Die Identifikation von Key Accounts anhand ihres Anteils am Gesamt-Einkaufsvolumen liegt nahe. Dies ist aber bei weitem nicht das einzig mögliche Identifikationskriterium. Ebenso kommt eine Auswahl anhand der Bedeutung des Beschaffungsvolumens der internen Kunden in Bezug auf die Wirtschaftlichkeit des Unternehmens in Betracht. Auch das Versorgungsrisiko der internen Kunden, die Wahrscheinlichkeit von Erfolgspotenzialen bzw. das Verbesserungspotenzial durch eine intensivierte Kooperation sind als Identifikationskriterien denkbar.
Auch die Lebenszyklusphase der Beziehung zwischen internem Kunden und Supply Management ist ein mögliches Identifikationskriterium zur Definition von Key Accounts. Vorstellbar ist etwa, dass neue interne Kunden eine besonders intensive Betreuung durch den Key Account Manager erhalten.
Dies sind natürlich nur einige exemplarisch ausgewählte Kriterien. Viele weitere sind in Abhängigkeit von den vom Supply Management verfolgten Zielen möglich.
Die marketingseitige Key-Account-Management-Forschung unterscheidet hinsichtlich der Konzeptimplementierung häufig vier Gestaltungsdimensionen. Hiernach kann das Key-Account-Management in den Dimensionen KAM-Aktivitäten, KAM-Akteure, KAM-Zusammenarbeit und KAM-Formalisierung variieren.

== Aufgaben ==
• A. Geben Sie aus dem Textauszug zum Key-Account-Management den Abschnitt von „Dies sind natürlich“ bis „verfolgten Zielen möglich.“ wortgetreu wieder.
• B. Prüfen Sie anhand des Textauszugs, ob die folgenden Aussagen zutreffen. Antworten Sie jeweils mit Ja oder Nein und zitieren Sie die entscheidenden Worte des Textauszugs wörtlich.
(i) Der Anteil am Gesamt-Einkaufsvolumen ist das einzige Kriterium zur Identifikation von Key Accounts.
(ii) Neue interne Kunden könnten eine besonders intensive Betreuung durch den Key Account Manager erhalten.
(iii) Die marketingseitige Key-Account-Management-Forschung unterscheidet häufig vier Gestaltungsdimensionen.

== Erfasste Datensätze ==

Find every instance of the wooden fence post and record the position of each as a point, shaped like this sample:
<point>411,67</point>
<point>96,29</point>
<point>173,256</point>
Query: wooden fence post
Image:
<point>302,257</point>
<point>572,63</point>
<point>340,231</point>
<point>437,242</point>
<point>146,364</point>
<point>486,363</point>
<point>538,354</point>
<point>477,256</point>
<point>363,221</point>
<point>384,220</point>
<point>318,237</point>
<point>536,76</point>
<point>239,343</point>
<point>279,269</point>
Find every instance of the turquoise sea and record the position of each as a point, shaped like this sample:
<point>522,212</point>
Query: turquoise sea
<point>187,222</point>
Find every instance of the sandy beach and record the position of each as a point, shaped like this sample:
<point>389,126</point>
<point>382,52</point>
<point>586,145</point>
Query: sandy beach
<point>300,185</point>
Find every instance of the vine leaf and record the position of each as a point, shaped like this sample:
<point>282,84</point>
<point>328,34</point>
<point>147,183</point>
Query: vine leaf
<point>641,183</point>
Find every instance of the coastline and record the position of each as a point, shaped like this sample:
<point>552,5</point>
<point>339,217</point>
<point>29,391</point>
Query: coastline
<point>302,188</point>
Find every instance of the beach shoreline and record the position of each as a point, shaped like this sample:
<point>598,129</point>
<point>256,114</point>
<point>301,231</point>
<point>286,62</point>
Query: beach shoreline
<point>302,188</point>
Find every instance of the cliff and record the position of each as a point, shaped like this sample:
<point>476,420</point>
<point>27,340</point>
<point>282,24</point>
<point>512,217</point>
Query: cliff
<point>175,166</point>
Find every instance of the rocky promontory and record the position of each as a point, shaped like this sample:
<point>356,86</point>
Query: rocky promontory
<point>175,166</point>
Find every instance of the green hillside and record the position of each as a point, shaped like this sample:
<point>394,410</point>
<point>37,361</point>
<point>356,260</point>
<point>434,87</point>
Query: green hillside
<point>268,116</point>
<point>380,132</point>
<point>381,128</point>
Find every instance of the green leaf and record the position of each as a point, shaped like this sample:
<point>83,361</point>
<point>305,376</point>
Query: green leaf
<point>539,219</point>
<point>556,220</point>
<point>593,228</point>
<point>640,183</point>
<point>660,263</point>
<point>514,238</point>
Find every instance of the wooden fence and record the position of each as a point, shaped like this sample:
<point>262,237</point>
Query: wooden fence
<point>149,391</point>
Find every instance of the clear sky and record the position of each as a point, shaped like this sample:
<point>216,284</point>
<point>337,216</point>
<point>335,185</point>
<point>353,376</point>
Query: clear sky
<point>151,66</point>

== Lösungen ==
• A.
Dies sind natürlich nur einige exemplarisch ausgewählte Kriterien. Viele weitere sind in Abhängigkeit von den vom Supply Management verfolgten Zielen möglich.

• B.
(i) Nein: „Dies ist aber bei weitem nicht das einzig mögliche Identifikationskriterium.“
(ii) Ja: „Vorstellbar ist etwa, dass neue interne Kunden eine besonders intensive Betreuung durch den Key Account Manager erhalten.“
(iii) Ja: „Die marketingseitige Key-Account-Management-Forschung unterscheidet hinsichtlich der Konzeptimplementierung häufig vier Gestaltungsdimensionen.“